## BEGIN Excerpt

Mathematics, Form and Function, a book published in 1986 by Springer-Verlag, is a survey of the whole of mathematics, including its origins and deep structure, by the American mathematician Saunders Mac Lane.

Mathematics and human activities
Throughout his book, and especially in chapter I.11, Mac Lane informally discusses how mathematics is grounded in more ordinary concrete and abstract human activities. The following table is adapted from one given on p. 35 of Mac Lane (1986). The rows are very roughly ordered from most to least fundamental. For a bullet list that can be compared and contrasted with this table, see section 3 of Where Mathematics Comes From.

Also see the related diagrams appearing on the following pages of Mac Lane (1986): 149, 184, 306, 408, 416, 422-28.

Mac Lane (1986) cites a related monograph by Lars Gårding (1977).

Mac Lane's relevance to the philosophy of mathematics 
Mac Lane cofounded category theory with Samuel Eilenberg, which enables a unified treatment of mathematical structures and of the relations among them, at the cost of breaking away from their cognitive grounding.  Nevertheless, his views—however informal—are a valuable contribution to the philosophy and anthropology of mathematics. His views anticipate, in some respects, the more detailed account of the cognitive basis of mathematics given by George Lakoff and Rafael E. Núñez in their Where Mathematics Comes From. Lakoff and Núñez argue that mathematics emerges via conceptual metaphors grounded in the human body, its motion through space and time, and in human sense perceptions.

## END Excerpt

Stated problem | Print the passage of the text on Mac Lane's book exactly, starting at "Mac Lane's relevance" and ending at "human sense perceptions.". The listing placed after the text is not required for any of the work here.

## BEGIN Listed entries

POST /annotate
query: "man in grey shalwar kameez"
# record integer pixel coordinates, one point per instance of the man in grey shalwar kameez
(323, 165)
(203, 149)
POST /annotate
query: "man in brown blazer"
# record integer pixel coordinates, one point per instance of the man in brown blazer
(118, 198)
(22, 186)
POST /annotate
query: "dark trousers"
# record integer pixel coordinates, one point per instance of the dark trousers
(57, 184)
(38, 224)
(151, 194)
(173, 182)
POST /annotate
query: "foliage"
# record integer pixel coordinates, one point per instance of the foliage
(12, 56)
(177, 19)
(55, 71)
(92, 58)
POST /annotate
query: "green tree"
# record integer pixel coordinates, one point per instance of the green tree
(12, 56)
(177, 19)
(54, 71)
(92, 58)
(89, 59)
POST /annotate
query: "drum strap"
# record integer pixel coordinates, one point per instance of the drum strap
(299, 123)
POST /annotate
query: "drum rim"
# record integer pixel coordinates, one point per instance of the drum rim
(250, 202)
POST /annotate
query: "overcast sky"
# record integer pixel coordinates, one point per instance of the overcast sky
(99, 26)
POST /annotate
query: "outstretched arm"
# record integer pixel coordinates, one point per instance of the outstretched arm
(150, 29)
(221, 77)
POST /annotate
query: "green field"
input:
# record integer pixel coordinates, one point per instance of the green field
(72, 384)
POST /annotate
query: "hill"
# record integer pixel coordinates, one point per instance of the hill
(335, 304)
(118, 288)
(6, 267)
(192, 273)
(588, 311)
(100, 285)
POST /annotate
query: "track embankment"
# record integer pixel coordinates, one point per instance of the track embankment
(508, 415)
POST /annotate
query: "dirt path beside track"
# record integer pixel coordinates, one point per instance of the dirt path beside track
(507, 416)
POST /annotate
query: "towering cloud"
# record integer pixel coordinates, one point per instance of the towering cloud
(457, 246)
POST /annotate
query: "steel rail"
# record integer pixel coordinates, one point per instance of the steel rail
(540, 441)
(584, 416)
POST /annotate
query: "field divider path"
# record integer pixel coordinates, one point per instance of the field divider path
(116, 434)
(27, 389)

## END Listed entries

Reply |
Mac Lane's relevance to the philosophy of mathematics 
Mac Lane cofounded category theory with Samuel Eilenberg, which enables a unified treatment of mathematical structures and of the relations among them, at the cost of breaking away from their cognitive grounding.  Nevertheless, his views—however informal—are a valuable contribution to the philosophy and anthropology of mathematics. His views anticipate, in some respects, the more detailed account of the cognitive basis of mathematics given by George Lakoff and Rafael E. Núñez in their Where Mathematics Comes From. Lakoff and Núñez argue that mathematics emerges via conceptual metaphors grounded in the human body, its motion through space and time, and in human sense perceptions.